Антоний поднимает голову, до него постепенно доходит, что в Риме, как и в Александрии, никто — даже Октавиан — не заинтересован в том, чтобы афишировать очередную победу парфян над всемогущей Волчицей.
И тогда между Клеопатрой и Антонием происходит что-то, возвращающее их к их первой зиме, — устанавливается некое подобие согласия. Но едва они оба успокаиваются, как царица делает попытку извлечь из этого выгоду, а именно, получить, в обмен на привезенные ею деньги и обмундирование, единственный подарок, в котором ее любовник-супруг ей отказал: Иудею.
И тут вспыхивает бурная ссора. Мы не знаем, кто из них двоих больше кричит и при каких обстоятельствах происходит эта стычка — наверное, когда они, как обычно, пьют или занимаются любовью. Опомнившись, Антоний все равно не собирается уступать: уж лучше он не станет расплачиваться с солдатами деньгами царицы, а постарается содрать, что можно, с местного населения.
Клеопатра смиряется с его решением. Внешне; ибо, отказавшись от Иудеи, она тут же требует в качестве компенсации, чтобы Антоний провел в Александрии остаток зимы.
Однако этому препятствуют новости, приходящие из Рима: Октавиан, как в недавнем прошлом Цезарь, окружил свою личность ореолом святости. Он манипулирует сенатом, как хочет, и в скором времени, несомненно, попытается вообще его упразднить. Антонию следовало бы съездить в столицу, повидать своих друзей, родителей…
В таком случае он встретится и с Октавией. Клеопатра уже согласна забыть об Иудее, но уступить его другой женщине — об этом не может быть и речи. Ревность совсем лишает ее разума; ей ли самой или кому-то из окружающих ее параситов удается уговорить Антония, мы не знаем; но, как бы то ни было, в конце концов он принимает ее доводы, вновь начинает мечтать о войне, о завоевании мира. Разумеется, ему нужно вернуться в Рим. Однако, сделав это прямо сейчас, он потеряет год: любая кампания, начатая позже первых дней весны, заранее обречена на провал, что в достаточной мере подтверждается его нынешним положением. С другой стороны, если он проведет зиму в Александрии, то уже в конце февраля будет готов к войне. В начале марта он сможет спокойно добраться до Евфрата, вместе с царицей (почему бы и нет?), как в прошлом году; но только на сей раз, поскольку он выступит в поход вовремя, он обязательно победит.
Очень скоро новые известия, которые приходят к Антонию из Рима, подкрепляют его решение: его соперник, как и предвидела Клеопатра, делает вид, что верит в якобы одержанную им победу. Хотя Октавиан, как и все остальные, прекрасно представляет масштабы постигшей Антония катастрофы, он устраивает публичные торжества в его честь и требует у сената, чтобы статуи их двоих — Октавиана и Антония — были воздвигнуты в храме Согласия; и, словно этот поток наград кажется ему недостаточным, добивается принятия декрета, в соответствии с которым его зять, как и он сам, отныне может пировать в упомянутом храме вместе со своей женой и детьми, когда того пожелает.

СОДЕРЖАНИЕ ЗАДАНИЯ →
**1)** Ответьте на вопросы по фрагменту об Антонии и Клеопатре:
(a) Какой подарок Антоний отказался сделать Клеопатре?
(b) Чего Клеопатра потребовала от Антония в качестве компенсации, отказавшись от этого подарка?
(c) В каком храме, по требованию Октавиана, должны были быть воздвигнуты статуи Октавиана и Антония?
**2)** Подхватите фрагмент об Антонии и Клеопатре: продолжите повествование сразу после его последнего предложения.

ПЕРЕЧЕНЬ ДАННЫХ →

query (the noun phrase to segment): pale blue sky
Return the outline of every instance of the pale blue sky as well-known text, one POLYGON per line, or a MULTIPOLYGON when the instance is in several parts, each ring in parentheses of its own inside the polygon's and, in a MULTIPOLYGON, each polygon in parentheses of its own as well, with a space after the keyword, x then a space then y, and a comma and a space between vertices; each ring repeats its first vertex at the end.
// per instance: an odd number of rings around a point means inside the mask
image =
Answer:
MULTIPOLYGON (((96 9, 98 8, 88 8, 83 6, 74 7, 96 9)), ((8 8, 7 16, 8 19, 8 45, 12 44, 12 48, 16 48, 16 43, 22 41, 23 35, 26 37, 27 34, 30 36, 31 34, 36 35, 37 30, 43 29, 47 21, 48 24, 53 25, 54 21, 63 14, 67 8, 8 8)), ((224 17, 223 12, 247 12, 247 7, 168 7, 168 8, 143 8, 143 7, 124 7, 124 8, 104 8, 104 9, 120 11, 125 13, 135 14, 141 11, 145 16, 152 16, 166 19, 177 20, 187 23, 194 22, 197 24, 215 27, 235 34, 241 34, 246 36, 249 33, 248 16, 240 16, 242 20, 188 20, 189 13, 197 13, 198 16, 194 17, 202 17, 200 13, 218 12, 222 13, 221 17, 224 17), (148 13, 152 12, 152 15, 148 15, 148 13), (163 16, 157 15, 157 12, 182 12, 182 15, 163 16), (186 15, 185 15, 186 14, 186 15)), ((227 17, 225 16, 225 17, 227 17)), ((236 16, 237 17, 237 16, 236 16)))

РЕЗУЛЬТАТЫ →
**1)**
(a) Иудею.
(b) Чтобы Антоний провел в Александрии остаток зимы.
(c) В храме Согласия.

**2)**
В этом декрете прочитывается злая ирония: вот уже два года, как Антоний не видел Октавию. Что же касается ее детей, то о них он думает меньше всего: он даже не знает, на кого похожа его младшая дочь. А значит, за всеми этими чрезмерными почестями скрывается западня — одна из тех ловушек, которые умеет устраивать только Молокосос.
Но Антоний ничего такого не подозревает; у него на уме только Восток, горы Армении, степи, где он хочет любой ценой взять реванш над парфянами, — можно подумать, будто его преследует неотступное видёние пустоты, в которой захлебнулись его кавалерийские атаки.
Царица же, которая одна могла бы почувствовать угрозу, больше не хочет рассуждать. Сейчас она жаждет только чувственных удовольствий, и это притупляет ее интуицию хищного зверя, сужает поле ее разума и ее мечты: для нее все сосредоточилось на присутствии Антония, на его зрачках, расширившихся и будто притягиваемых бездной, на его ненасытных устах.
Мы не знаем, удалось ли супругам, в течение нескольких последующих недель, вновь пережить благословенное время первой зимы «неподражаемых». Если и удалось, то счастье их было очень коротким: начало весны застает их уже в пути, в Сирии. И там, непосредственно перед выступлением в поход, Антоний получает письмо от Октавии.
Он будто падает с облаков. До сих пор его занимали только планы кампании: он узнал, что в парфянской империи начались междуусобицы и, следовательно, атаковать ее надо сейчас или никогда; к тому же мидийский царь месяц назад дал ему знать, что он, Антоний, может на него рассчитывать. Эта новость настолько его обрадовала, что он тут же заключил союз с Мидийцем и отправил в Рим отчет об условиях их соглашения.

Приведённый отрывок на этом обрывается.